_抜粋_:
════════════════════

ヘゲモニーと言う概念は不正確だが、これを「パワーをもたらす資源の保有で優位にあること」又は「他者に対してルールを設定する行動」や「自らが好む結果を得る力」とする、この曖昧さの故に、それはいつ始まっていつ終わったかを計測できない。が、もし、アメリカにそれらがあったとしたら、それはアメリカ経済が世界全体の概ね半分を占めていた1945年に始まり、世界シェアの4分の1に低下した1970年代までだったということになる。

経済力だけで見ればそうなる。

大英帝国が200年続いたのに、アメリカは未だ「唯一の超大国」になってから3分の1世紀だ。

アメリカの世紀は続くが、アメリカの主導力は現在のものとは違ってこよう。

大英帝国の世紀は産業革命から始まったとしよう。世界最大の工業国になったところからであろう。アメリカの世紀を仮に世界最大の経済国の期間だとすれば概ね20世紀だということになる。

世界銀行の一部の試算によれば、購買力平価ではGDPは中国がアメリカを抜いたという。しかし、世界の主導国家とは必ずしも経済力だけではない。

筆者は経済力だけでなく、軍事・ソフトパワーまで含めて、ジョセフ.S.ナイが言うところの「傑出Preeminence」「卓越性Primacy」を採りたい。

════════════════════

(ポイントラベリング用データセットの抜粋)
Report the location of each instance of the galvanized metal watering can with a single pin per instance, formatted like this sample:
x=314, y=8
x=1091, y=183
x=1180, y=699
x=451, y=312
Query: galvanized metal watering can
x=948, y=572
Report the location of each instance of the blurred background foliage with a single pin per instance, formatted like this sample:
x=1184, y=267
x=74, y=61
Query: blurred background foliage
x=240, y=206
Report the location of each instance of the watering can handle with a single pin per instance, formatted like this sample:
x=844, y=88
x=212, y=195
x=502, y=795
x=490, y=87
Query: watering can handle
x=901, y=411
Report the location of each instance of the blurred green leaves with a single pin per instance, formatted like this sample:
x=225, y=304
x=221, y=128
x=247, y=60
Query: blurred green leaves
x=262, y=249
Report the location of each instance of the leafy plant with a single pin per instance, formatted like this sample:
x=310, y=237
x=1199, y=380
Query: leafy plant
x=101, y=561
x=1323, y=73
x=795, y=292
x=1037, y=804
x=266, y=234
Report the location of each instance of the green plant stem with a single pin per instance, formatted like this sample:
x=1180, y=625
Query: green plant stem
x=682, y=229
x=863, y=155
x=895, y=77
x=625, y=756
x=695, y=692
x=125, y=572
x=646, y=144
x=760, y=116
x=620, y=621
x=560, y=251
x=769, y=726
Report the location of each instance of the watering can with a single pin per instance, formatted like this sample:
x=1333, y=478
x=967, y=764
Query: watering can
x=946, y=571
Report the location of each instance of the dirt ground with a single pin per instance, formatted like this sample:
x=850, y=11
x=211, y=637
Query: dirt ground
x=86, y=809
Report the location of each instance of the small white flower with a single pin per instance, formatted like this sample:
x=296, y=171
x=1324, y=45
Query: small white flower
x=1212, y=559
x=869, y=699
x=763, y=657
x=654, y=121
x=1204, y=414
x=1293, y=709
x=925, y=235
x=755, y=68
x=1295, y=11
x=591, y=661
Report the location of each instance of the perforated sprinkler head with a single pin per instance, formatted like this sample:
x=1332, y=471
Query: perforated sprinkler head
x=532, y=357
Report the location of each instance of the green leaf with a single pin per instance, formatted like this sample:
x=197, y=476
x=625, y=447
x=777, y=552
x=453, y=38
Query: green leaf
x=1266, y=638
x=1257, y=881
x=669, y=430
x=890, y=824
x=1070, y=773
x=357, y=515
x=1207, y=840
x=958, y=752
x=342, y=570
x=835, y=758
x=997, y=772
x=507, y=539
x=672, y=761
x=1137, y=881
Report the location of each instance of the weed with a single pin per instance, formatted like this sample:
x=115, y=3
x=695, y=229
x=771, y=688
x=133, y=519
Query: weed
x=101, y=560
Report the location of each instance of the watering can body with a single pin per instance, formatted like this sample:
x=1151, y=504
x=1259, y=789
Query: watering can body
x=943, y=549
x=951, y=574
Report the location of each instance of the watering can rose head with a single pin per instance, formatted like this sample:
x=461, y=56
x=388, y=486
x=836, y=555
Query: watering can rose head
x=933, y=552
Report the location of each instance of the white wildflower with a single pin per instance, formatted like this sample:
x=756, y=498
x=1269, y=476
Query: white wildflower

════════════════════

_短い課題 A_: 抜粋によれば、アメリカ経済が世界全体の概ね半分を占めていたのは何年か。
_短い課題 B_: 抜粋の「ヘゲモニーと言う概念は不正確」から「アメリカの世紀は続くが、アメリカの主導力は現在のものとは違ってこよう。」までの部分を、そのまま書き写せ。
これらの行はここでは使わない。

_完全な解答 A_: 1945年

_完全な解答 B_:
ヘゲモニーと言う概念は不正確だが、これを「パワーをもたらす資源の保有で優位にあること」又は「他者に対してルールを設定する行動」や「自らが好む結果を得る力」とする、この曖昧さの故に、それはいつ始まっていつ終わったかを計測できない。が、もし、アメリカにそれらがあったとしたら、それはアメリカ経済が世界全体の概ね半分を占めていた1945年に始まり、世界シェアの4分の1に低下した1970年代までだったということになる。

経済力だけで見ればそうなる。

大英帝国が200年続いたのに、アメリカは未だ「唯一の超大国」になってから3分の1世紀だ。

アメリカの世紀は続くが、アメリカの主導力は現在のものとは違ってこよう。